Photo-based point-labeling data:
════════════════════
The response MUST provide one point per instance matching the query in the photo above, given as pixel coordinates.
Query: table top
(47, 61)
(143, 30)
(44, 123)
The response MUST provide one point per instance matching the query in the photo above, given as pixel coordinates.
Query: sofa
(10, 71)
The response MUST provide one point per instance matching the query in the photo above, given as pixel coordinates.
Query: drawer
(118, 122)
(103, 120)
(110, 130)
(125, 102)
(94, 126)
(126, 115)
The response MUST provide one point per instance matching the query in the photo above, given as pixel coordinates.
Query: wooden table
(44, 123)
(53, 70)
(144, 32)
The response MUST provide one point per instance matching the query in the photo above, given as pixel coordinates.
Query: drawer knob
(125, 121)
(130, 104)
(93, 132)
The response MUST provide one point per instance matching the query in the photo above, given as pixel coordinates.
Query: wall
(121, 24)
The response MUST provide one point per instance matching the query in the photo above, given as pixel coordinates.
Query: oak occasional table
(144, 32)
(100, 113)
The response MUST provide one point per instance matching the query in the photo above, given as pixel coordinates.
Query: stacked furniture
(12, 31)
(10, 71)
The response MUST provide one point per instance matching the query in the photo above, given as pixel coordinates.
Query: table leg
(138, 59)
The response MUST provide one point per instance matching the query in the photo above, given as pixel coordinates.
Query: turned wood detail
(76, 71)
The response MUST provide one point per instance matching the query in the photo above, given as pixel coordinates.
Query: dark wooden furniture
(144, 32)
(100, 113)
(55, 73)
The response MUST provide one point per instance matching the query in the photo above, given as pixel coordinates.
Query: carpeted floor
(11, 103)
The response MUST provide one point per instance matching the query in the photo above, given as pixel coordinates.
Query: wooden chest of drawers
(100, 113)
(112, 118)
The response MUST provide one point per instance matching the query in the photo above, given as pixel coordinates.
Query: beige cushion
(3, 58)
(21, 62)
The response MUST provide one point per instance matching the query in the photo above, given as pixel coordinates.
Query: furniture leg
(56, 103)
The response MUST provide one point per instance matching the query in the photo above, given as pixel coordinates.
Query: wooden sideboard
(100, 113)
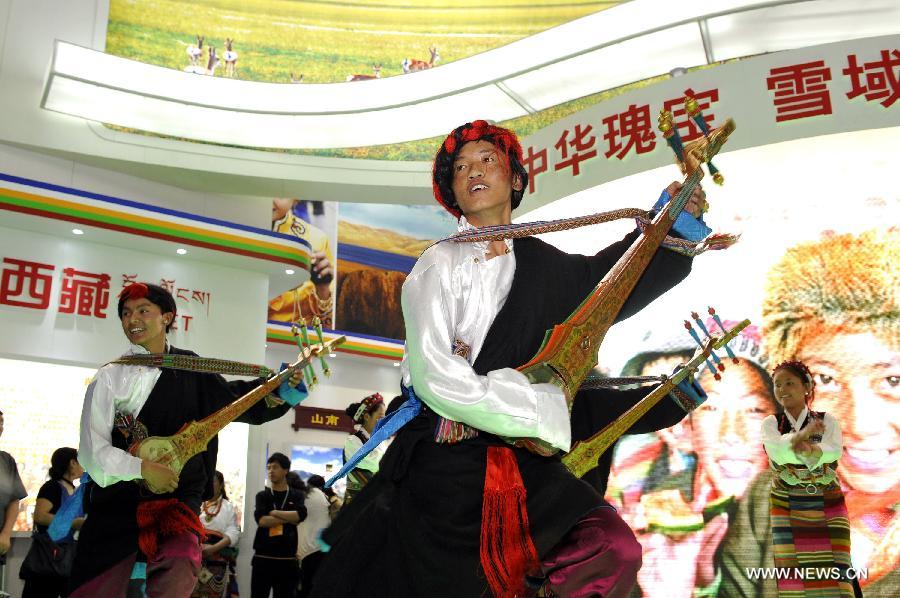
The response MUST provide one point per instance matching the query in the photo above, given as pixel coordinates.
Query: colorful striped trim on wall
(367, 346)
(56, 202)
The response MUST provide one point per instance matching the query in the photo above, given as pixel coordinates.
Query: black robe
(414, 530)
(110, 532)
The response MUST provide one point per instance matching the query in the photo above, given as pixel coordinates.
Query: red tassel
(164, 518)
(507, 552)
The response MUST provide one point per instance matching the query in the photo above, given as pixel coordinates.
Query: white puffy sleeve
(777, 445)
(105, 463)
(832, 444)
(231, 528)
(503, 402)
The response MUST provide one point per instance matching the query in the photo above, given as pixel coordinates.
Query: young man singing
(455, 510)
(134, 398)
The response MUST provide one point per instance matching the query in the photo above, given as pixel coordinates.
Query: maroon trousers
(598, 557)
(172, 573)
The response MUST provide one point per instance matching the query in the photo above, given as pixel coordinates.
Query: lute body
(569, 351)
(175, 451)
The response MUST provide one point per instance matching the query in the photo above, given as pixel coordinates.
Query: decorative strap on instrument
(540, 227)
(193, 363)
(386, 427)
(681, 386)
(301, 337)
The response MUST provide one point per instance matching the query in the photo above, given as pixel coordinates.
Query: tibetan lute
(569, 351)
(174, 451)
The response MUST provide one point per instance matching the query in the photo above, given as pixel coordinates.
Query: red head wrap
(442, 171)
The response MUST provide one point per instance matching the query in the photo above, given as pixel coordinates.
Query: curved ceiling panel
(630, 42)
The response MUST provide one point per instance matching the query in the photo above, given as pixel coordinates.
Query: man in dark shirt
(278, 511)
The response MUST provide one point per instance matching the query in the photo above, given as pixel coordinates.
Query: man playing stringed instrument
(456, 510)
(127, 401)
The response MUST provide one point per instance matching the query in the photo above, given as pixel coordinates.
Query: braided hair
(504, 140)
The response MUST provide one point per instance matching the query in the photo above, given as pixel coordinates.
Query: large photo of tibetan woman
(817, 272)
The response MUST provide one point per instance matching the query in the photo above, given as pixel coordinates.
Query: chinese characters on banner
(797, 91)
(28, 284)
(317, 418)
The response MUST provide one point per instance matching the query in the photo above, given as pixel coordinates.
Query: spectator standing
(12, 490)
(219, 551)
(318, 517)
(278, 511)
(64, 470)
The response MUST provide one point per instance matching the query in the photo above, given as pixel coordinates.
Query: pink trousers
(172, 573)
(598, 557)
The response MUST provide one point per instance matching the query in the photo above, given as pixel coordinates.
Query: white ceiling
(630, 42)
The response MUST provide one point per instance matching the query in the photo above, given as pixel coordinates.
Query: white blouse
(778, 446)
(115, 387)
(453, 294)
(317, 519)
(225, 522)
(371, 460)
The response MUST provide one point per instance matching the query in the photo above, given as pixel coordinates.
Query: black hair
(281, 459)
(60, 460)
(155, 294)
(218, 475)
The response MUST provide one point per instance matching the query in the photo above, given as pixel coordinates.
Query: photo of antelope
(410, 65)
(376, 68)
(230, 57)
(195, 51)
(211, 65)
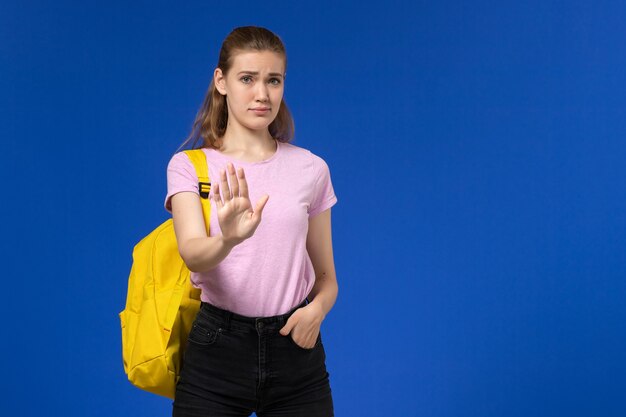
════════════════════
* _What you need to do_: How many lines above contain the string "wall"? Give only the number.

* _Answer in full_: 2